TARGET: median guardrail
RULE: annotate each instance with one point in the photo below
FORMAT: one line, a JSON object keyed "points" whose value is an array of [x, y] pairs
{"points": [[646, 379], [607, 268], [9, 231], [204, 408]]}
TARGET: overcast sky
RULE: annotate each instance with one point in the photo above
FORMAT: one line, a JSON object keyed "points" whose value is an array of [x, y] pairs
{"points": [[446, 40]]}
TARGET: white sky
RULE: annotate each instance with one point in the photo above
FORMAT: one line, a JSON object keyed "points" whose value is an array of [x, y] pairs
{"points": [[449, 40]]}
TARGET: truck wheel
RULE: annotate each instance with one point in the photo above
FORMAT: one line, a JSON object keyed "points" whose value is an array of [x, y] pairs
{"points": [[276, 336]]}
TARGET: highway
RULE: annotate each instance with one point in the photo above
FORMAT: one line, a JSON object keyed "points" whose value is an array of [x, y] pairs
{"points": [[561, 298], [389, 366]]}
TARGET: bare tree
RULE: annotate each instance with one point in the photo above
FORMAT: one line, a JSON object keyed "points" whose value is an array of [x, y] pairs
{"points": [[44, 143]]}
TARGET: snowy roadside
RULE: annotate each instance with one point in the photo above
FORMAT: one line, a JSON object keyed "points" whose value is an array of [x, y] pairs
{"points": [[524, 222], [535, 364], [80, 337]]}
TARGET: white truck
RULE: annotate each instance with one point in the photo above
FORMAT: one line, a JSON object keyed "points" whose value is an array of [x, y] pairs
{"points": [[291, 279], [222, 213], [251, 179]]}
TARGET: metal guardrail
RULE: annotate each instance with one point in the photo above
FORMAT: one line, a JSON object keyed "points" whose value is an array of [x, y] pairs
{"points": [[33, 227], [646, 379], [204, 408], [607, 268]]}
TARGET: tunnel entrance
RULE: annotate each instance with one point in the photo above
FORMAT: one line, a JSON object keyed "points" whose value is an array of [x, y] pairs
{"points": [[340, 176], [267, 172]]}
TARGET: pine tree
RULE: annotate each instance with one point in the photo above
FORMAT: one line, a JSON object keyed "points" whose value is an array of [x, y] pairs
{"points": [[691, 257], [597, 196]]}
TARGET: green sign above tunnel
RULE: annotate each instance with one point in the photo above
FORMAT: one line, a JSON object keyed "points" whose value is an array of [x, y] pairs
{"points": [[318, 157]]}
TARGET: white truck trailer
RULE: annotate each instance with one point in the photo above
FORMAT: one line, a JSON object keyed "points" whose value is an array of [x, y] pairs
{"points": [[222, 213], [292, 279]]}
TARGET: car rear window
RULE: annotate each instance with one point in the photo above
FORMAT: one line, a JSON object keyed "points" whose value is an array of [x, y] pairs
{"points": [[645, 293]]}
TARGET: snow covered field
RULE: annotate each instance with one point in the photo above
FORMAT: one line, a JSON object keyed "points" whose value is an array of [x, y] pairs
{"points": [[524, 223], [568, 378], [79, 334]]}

● Problem requirements
Reproduce every entry above verbatim, line for line, without changing any character.

● Full output
TARGET: median guardrail
RULE: annotate each instance with one point in the photo below
FORMAT: one line, a JSON object keyed "points" whose value is an array of [x, y] pairs
{"points": [[646, 379], [607, 268], [9, 231], [204, 408]]}
TARGET: overcast sky
RULE: annotate each instance with one point in the photo above
FORMAT: one line, a JSON object keyed "points" whose value is an array of [x, y] pairs
{"points": [[446, 40]]}
TARGET: white sky
RULE: annotate each instance with one point in the photo above
FORMAT: one line, a JSON object keyed "points" whose value is an array of [x, y] pairs
{"points": [[449, 40]]}
TARGET: truck wheel
RULE: annotate each instance with one point in the photo above
FORMAT: one line, a JSON object keyed "points" whose value is an array of [x, y] pairs
{"points": [[276, 336]]}
TARGET: highway
RULE: annotate each instance with one point in the photo above
FORMAT: one line, a JSON object keyed "points" whose value is an array of [x, y] pairs
{"points": [[561, 298], [389, 366]]}
TARGET: bare tree
RULE: annotate each instance with one point in the photo above
FORMAT: one line, a JSON object keyed "points" whose value is an array of [x, y] pairs
{"points": [[44, 143]]}
TARGET: snowy roadside
RULE: annotate each instance with one point in the photo above
FORMAT: one line, a JSON object keyed "points" whose value is an array of [x, y] pairs
{"points": [[524, 222], [535, 364], [80, 337]]}
TARGET: white truck
RULE: annotate each instance with one point in the photo above
FORMAT: one line, a JSON object keyed "points" whose value is an array of [x, y] pairs
{"points": [[291, 279], [222, 213], [251, 179]]}
TARGET: metal guardrail
RULE: annotate each instance with one point in the photo above
FORMAT: one line, a JSON object keyed "points" whose value is an array of [x, y] pairs
{"points": [[33, 227], [646, 379], [204, 408], [607, 268]]}
TARGET: tunnel entrance
RULE: annotate each instance with one point in the photo above
FORMAT: one line, a JSON object keyed "points" whose value is an array of [x, y] pairs
{"points": [[340, 176], [267, 172]]}
TARGET: pine tree
RULE: annotate each instance with one point in the photo above
FORMAT: one line, a JSON object keyed "points" whose value is an array of [x, y] pairs
{"points": [[691, 257], [597, 196]]}
TARGET: green sign above tunnel
RULE: annotate each instance with one point in the photo above
FORMAT: one line, a JSON object keyed "points" whose value is an array of [x, y] pairs
{"points": [[318, 157]]}
TARGET: white truck trailer
RULE: annotate each instance with one point in the photo above
FORMAT: one line, a JSON object keyed "points" whose value is an array of [x, y] pairs
{"points": [[222, 213], [292, 279]]}
TARGET: car rear window
RULE: annotate each instance with one point in the photo above
FORMAT: one line, a JSON object keyed "points" whose value is an array of [x, y] pairs
{"points": [[645, 293]]}
TARGET: snow covered field
RULE: annotate each instance with one point in the photo above
FORMAT: one line, a JSON object keyed "points" whose value is an array of [x, y] pairs
{"points": [[524, 223], [568, 378], [79, 334]]}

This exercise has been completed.